STATED GOAL >> Copy out every line of the items below that contains the word "white", matching case exactly.

INPUT ROWS >>
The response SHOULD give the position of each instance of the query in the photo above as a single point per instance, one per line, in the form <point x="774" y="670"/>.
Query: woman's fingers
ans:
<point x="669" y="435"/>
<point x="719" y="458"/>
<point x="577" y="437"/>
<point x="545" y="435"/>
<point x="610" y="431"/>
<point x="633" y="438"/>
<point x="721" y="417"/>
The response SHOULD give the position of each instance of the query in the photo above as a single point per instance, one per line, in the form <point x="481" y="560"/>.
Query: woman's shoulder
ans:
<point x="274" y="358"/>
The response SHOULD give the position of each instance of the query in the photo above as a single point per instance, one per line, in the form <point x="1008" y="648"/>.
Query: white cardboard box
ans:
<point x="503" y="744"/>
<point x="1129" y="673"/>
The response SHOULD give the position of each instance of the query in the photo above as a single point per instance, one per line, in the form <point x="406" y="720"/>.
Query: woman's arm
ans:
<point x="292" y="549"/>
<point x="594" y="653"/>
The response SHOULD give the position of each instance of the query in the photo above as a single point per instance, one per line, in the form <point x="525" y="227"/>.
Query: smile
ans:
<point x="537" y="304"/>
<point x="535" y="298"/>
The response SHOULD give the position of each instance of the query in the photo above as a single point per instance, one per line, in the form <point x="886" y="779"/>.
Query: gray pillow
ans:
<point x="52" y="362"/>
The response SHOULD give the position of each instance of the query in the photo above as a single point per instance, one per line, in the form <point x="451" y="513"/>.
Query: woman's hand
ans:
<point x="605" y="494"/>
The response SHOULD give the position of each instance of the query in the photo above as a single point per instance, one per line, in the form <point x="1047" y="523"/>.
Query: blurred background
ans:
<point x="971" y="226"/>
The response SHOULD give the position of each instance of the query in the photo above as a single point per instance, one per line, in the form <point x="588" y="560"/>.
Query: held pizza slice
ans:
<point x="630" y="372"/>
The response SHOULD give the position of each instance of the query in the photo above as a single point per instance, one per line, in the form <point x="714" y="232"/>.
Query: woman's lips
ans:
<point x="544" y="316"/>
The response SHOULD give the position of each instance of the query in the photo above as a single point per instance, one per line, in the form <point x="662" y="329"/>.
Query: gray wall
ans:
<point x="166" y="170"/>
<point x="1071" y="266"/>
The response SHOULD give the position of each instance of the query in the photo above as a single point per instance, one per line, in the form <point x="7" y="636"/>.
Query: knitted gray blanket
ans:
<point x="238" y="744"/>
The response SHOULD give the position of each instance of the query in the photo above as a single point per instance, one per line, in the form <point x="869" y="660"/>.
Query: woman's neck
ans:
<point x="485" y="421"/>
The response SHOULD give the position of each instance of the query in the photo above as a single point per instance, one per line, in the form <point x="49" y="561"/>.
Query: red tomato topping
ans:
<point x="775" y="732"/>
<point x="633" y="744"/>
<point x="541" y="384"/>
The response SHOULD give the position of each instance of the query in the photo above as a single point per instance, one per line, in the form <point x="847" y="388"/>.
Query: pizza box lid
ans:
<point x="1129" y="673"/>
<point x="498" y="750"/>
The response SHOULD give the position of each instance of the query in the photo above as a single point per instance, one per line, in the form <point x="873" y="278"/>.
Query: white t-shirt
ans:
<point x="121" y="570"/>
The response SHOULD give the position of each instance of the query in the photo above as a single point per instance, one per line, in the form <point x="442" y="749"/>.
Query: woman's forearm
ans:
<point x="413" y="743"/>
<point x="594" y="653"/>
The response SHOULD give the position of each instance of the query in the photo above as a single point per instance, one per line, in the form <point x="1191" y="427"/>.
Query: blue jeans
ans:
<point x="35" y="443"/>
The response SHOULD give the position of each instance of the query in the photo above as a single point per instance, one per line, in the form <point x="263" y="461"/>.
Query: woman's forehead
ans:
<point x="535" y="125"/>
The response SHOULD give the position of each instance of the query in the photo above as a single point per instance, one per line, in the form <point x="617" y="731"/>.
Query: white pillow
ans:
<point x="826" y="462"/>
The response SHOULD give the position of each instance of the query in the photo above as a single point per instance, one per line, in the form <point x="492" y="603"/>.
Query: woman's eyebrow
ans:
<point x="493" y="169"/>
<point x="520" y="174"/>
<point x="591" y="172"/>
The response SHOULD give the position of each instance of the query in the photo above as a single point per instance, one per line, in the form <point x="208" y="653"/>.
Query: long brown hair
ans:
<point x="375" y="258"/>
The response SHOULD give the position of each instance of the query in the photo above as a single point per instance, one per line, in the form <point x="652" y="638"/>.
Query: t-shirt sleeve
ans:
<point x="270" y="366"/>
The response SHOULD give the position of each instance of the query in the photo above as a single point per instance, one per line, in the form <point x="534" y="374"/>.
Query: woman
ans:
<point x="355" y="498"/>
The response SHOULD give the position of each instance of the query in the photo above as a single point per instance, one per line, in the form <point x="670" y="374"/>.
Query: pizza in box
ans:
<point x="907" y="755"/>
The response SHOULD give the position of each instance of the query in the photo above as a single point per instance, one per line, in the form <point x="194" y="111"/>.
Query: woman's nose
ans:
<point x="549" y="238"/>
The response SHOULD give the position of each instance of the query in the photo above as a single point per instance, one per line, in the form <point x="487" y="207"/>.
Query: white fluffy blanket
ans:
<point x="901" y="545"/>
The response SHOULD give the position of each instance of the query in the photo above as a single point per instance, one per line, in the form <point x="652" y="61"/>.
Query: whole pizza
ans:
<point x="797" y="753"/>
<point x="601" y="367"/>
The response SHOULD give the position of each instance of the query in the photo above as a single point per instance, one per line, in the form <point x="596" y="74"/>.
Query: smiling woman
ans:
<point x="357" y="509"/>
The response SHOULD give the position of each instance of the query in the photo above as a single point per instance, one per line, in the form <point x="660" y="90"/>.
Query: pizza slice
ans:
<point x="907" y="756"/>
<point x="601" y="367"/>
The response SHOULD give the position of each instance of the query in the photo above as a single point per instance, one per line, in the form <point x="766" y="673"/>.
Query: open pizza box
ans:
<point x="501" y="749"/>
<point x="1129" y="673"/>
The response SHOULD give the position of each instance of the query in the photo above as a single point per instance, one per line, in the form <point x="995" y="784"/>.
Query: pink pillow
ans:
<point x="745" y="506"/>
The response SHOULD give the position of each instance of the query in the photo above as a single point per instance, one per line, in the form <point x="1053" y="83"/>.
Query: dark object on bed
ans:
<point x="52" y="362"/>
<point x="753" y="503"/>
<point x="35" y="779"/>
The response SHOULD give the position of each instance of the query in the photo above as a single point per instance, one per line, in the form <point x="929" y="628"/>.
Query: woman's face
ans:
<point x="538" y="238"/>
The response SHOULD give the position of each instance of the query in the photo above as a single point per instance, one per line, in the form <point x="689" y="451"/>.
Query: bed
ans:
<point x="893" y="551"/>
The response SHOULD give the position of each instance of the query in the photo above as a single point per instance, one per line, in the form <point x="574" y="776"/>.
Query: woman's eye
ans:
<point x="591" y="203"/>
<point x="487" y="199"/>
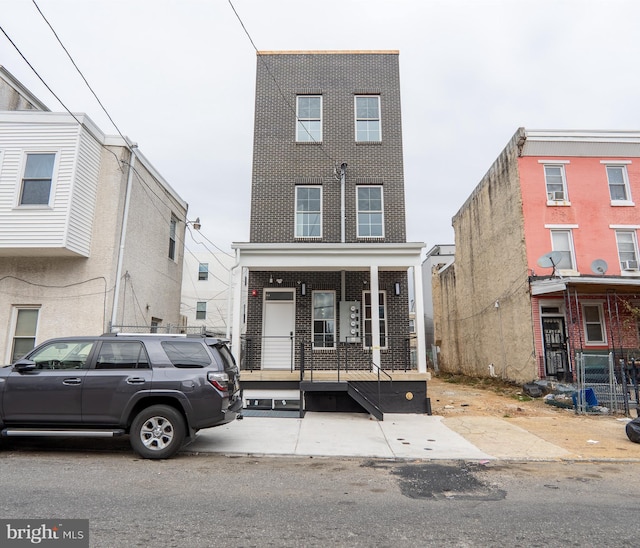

THE SOLUTION >>
Query: white cardboard box
Query: white t-shirt
Query: white pillow
Query: white fluffy blanket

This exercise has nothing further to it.